Geselecteerd fragment:
-*-*-

Biologische origami op moleculair niveau: vouwen met een enkel eiwit
Menselijke cellen beschermen hun eiwitten tegen ontvouwen en samenklonteren. Dat ontdekten biofysicus Alireza Mashaghi en zijn team na zeven jaar diepgaand onderzoek naar de vouwmechanismen van eiwitten. Met een nieuwe, baanbrekende methode slaagde het team erin om een afzonderlijk eiwit te vouwen en bestuderen.
Eiwitten zijn fundamentele bouwstenen van het leven. Deze complexe moleculen doen het merendeel van het werk in onze cellen. Om hun werk goed te kunnen uitvoeren, moet elk eiwit op een specifieke manier gevouwen worden. En daar gaat het soms mis: als eiwitten op de een of andere manier óntvouwen, bijvoorbeeld door ziekte, verliezen ze hun functie of klonteren ze samen. Meer kennis over de mechanismen achter de vouwing van eiwitten is daarom cruciaal voor het ontwikkelen van nieuwe behandelingen.
Hoe ontvouwt een eiwit als het stress ondervindt
‘We wilden observeren hoe een afzonderlijk eiwit in een cel ontvouwt wanneer deze stress ondervindt,’ legt onderzoeker Barbara Scalvini uit. Samen met haar collega's ontwikkelde ze daarom een nieuwe methode die gebruik maakt van een optische pincet (zie kader) en circuit topologie: een systeem om de vorm van eiwitten te bepalen en classificeren.

-*-*-

Geëxtraheerde gegevens:
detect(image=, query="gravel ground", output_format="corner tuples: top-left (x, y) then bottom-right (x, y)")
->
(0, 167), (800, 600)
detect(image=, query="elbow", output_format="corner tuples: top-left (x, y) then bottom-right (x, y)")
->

-*-*-

Opgave 1: Leg in één tot drie zinnen uit waarom meer kennis over de vouwmechanismen van eiwitten volgens het artikel over eiwitvouwing cruciaal is.
Opgave 2: Herhaal letterlijk het deel van het artikel over eiwitvouwing dat begint met "Eiwitten zijn fundamentele" en doorloopt tot en met "bepalen en classificeren.".
Opgave 3:
Beantwoord de volgende vragen aan de hand van het artikel over eiwitvouwing:
(a) Hoe lang heeft het onderzoek van Mashaghi en zijn team geduurd?
(b) Welk deel van het werk in onze cellen doen eiwitten?
(c) Van welke twee dingen maakt de nieuwe methode van Barbara Scalvini en haar collega's gebruik?
De rijen zijn afkomstig uit een andere bron.

Uitkomst 1: Elk eiwit moet op een specifieke manier gevouwen zijn om zijn werk goed te kunnen doen. Als eiwitten ontvouwen, bijvoorbeeld door ziekte, verliezen ze hun functie of klonteren ze samen. Kennis over de vouwing is daarom cruciaal voor het ontwikkelen van nieuwe behandelingen.

Uitkomst 2:
Eiwitten zijn fundamentele bouwstenen van het leven. Deze complexe moleculen doen het merendeel van het werk in onze cellen. Om hun werk goed te kunnen uitvoeren, moet elk eiwit op een specifieke manier gevouwen worden. En daar gaat het soms mis: als eiwitten op de een of andere manier óntvouwen, bijvoorbeeld door ziekte, verliezen ze hun functie of klonteren ze samen. Meer kennis over de mechanismen achter de vouwing van eiwitten is daarom cruciaal voor het ontwikkelen van nieuwe behandelingen.
Hoe ontvouwt een eiwit als het stress ondervindt
‘We wilden observeren hoe een afzonderlijk eiwit in een cel ontvouwt wanneer deze stress ondervindt,’ legt onderzoeker Barbara Scalvini uit. Samen met haar collega's ontwikkelde ze daarom een nieuwe methode die gebruik maakt van een optische pincet (zie kader) en circuit topologie: een systeem om de vorm van eiwitten te bepalen en classificeren.

Uitkomst 3:
(a) Zeven jaar.
(b) Het merendeel van het werk.
(c) Van een optische pincet en van circuit topologie.